[Exercise] List the lines of this listing that hold the word "indicate".

[Entries shown]
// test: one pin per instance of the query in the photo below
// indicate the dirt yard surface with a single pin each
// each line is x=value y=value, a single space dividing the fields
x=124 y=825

==

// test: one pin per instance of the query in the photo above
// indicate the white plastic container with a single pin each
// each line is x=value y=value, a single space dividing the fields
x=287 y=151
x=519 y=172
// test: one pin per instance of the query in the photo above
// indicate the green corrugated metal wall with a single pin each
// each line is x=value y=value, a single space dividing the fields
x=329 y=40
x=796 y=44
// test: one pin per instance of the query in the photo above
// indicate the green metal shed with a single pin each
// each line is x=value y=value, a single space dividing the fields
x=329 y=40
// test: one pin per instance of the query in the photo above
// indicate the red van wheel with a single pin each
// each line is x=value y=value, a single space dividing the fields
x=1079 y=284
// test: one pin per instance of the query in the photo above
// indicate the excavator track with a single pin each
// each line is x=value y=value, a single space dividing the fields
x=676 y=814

[Written solution]
// indicate the dirt yard surface with a single pin each
// indicate the white plastic container with a single pin each
// indicate the green corrugated metal wall with a single pin each
// indicate the green metal shed with a single pin each
// indicate the red van wheel with a single pin each
// indicate the excavator track with a single pin each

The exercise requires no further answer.